Conformal intervals with EnbPI¶

We exploit the EnbPI implementation in Fortuna to compute the conformal intervals over the test data of the time series, given the training and test bootstrap predictions above. We choose a coverage error equal to 0.05, corresponding to a confidence of 95%.

[7]:

from fortuna.conformal import EnbPI

conformal_intervals = EnbPI().conformal_interval(
    bootstrap_indices=bs_indices,
    bootstrap_train_preds=bs_train_preds,
    bootstrap_test_preds=bs_test_preds,
    train_targets=y_train.values,
    error=0.05,
)

In order to evaluate conditional coverage, we measure the Prediction Interval Coverage Probability (PICP), i.e. the percentage of test target variables that actually falls within the conformal intervals. We further measure the percentage of intervals that contain the point predictions given by the model. Finally, we measure the size of the conformal intervals, which EnbPI takes to be the same for every intervals if no online feedback is provided, like in this case.

[8]:

from fortuna.metric.regression import prediction_interval_coverage_probability

print(
    "Percentage of intervals containing average bootstrap predictions: "
    f"{prediction_interval_coverage_probability(*conformal_intervals.T, bs_test_preds.mean(0))}."
)
print(
    "Percentage of intervals containing true targets: "
    f"{prediction_interval_coverage_probability(*conformal_intervals.T, y_test.values)}."
)
print(f"Size of the conformal intervals: {np.diff(conformal_intervals)[0][0]}")

Percentage of intervals containing average bootstrap predictions: 1.0.
Percentage of intervals containing true targets: 0.9899999499320984.
Size of the conformal intervals: 0.5256978273391724

It is good to see that all intervals contain the respective point predictions. On the other hand, the estimated conditional coverage probability is around 80%, which is lower than the desired 95%. Note that EnbPI satisfies an approximate marginal coverage guarantee, not a conditional one, and only under the assumption that the residual errors in the data are identically distributed at every time step. These facts may explain the insufficient coverage observed here.

[9]:

def weakly_avg(x):
    s = x.shape[0] // 7
    x = x[: s * 7]
    return x.reshape(7, s, *x.shape[1:]).mean(0)


weekly_avg_test = weakly_avg(y_test.values)
n_weeks = weekly_avg_test.shape[0]

plt.figure(figsize=(12, 2))
plt.plot(weakly_avg(y_test.values), label="weekly averaged true test target")
plt.fill_between(
    np.arange(n_weeks),
    *weakly_avg(conformal_intervals).T,
    alpha=0.5,
    color="C0",
    label="weekly averaged conformal interval",
)
plt.xlabel("test weeks", fontsize=14)
plt.legend(fontsize=11, loc="upper right")

### Excerpted records
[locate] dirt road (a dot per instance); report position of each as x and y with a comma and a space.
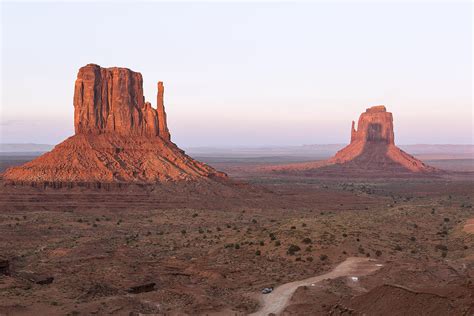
276, 301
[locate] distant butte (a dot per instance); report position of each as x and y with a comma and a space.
119, 138
372, 151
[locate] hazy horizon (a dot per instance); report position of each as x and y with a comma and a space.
248, 74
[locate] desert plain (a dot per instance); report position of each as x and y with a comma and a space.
210, 247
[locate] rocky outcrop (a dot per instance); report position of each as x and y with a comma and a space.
120, 138
372, 152
373, 145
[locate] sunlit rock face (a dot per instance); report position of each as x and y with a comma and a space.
373, 145
119, 138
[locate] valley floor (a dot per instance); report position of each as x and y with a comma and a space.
210, 248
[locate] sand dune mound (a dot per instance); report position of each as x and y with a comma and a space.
119, 138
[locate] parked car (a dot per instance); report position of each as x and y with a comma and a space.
267, 290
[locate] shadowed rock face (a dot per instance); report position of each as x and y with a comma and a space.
372, 153
373, 147
119, 138
111, 100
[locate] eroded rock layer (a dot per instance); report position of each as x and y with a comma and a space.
373, 145
119, 138
372, 152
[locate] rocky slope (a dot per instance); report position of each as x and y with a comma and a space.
120, 138
372, 151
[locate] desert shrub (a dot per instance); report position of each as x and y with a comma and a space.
441, 247
293, 249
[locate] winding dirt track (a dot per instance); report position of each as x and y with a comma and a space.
276, 301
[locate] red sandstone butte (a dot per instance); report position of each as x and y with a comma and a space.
119, 138
372, 151
373, 144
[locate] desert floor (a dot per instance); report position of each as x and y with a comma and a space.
209, 248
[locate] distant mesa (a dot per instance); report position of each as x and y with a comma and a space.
372, 151
119, 138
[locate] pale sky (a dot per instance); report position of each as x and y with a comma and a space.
248, 74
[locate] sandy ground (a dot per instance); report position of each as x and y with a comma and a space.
211, 248
276, 301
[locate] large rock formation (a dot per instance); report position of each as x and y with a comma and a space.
372, 152
119, 138
373, 145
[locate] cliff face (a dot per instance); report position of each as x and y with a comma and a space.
111, 100
372, 153
119, 138
375, 125
373, 145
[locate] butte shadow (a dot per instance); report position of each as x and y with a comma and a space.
372, 153
119, 139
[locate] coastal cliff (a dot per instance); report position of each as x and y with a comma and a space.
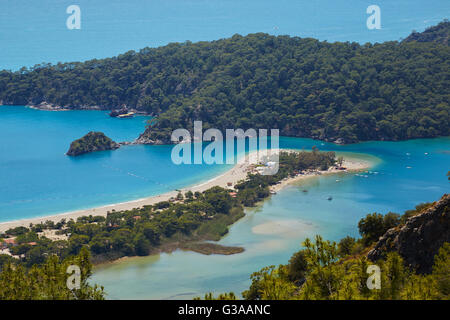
419, 239
93, 141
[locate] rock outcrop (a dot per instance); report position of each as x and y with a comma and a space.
93, 141
419, 239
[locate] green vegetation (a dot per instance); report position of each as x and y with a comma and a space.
183, 222
93, 141
439, 33
326, 270
306, 88
48, 281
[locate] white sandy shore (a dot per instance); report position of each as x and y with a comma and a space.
237, 173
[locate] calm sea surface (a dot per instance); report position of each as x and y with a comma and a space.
34, 31
37, 178
404, 174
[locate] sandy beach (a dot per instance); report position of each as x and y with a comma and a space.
232, 176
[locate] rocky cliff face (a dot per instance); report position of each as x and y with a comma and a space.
93, 141
420, 238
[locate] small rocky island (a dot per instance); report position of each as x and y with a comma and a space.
93, 141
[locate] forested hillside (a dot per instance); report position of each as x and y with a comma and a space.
439, 33
304, 87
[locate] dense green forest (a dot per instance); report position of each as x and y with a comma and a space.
326, 270
49, 280
184, 222
304, 87
437, 33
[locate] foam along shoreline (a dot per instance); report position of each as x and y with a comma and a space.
232, 176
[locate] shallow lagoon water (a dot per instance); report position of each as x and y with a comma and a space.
402, 176
36, 179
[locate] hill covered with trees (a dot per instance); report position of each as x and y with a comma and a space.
439, 33
304, 87
326, 270
93, 141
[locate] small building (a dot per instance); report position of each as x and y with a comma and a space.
10, 241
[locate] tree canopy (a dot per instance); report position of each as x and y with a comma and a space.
304, 87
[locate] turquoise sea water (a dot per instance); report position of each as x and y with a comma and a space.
404, 174
37, 179
34, 31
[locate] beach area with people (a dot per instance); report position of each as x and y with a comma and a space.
246, 164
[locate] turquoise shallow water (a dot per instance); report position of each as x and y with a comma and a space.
404, 174
33, 32
36, 178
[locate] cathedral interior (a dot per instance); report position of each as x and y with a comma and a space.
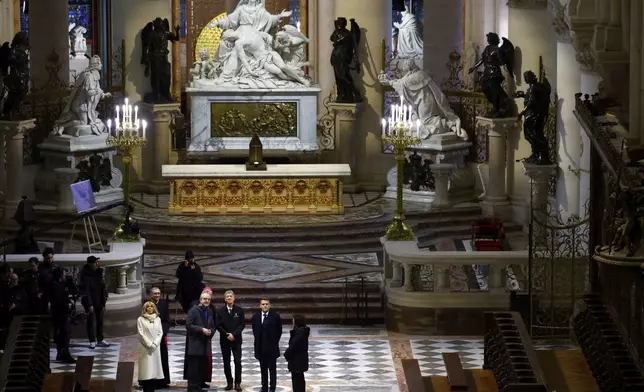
448, 191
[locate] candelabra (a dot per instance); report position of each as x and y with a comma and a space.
399, 132
128, 135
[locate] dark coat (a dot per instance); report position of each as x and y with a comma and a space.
267, 335
297, 353
190, 284
197, 342
93, 287
230, 323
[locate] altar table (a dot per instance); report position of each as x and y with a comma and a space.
231, 189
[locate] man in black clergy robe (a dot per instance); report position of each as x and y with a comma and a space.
200, 325
267, 330
230, 324
163, 307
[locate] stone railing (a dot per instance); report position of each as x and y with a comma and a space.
122, 270
420, 278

### Goal
From the text on conformal intervals with EnbPI above, write out word for word the stretch from "In order to" through "in this case.".

### Problem solution
In order to evaluate conditional coverage, we measure the Prediction Interval Coverage Probability (PICP), i.e. the percentage of test target variables that actually falls within the conformal intervals. We further measure the percentage of intervals that contain the point predictions given by the model. Finally, we measure the size of the conformal intervals, which EnbPI takes to be the same for every intervals if no online feedback is provided, like in this case.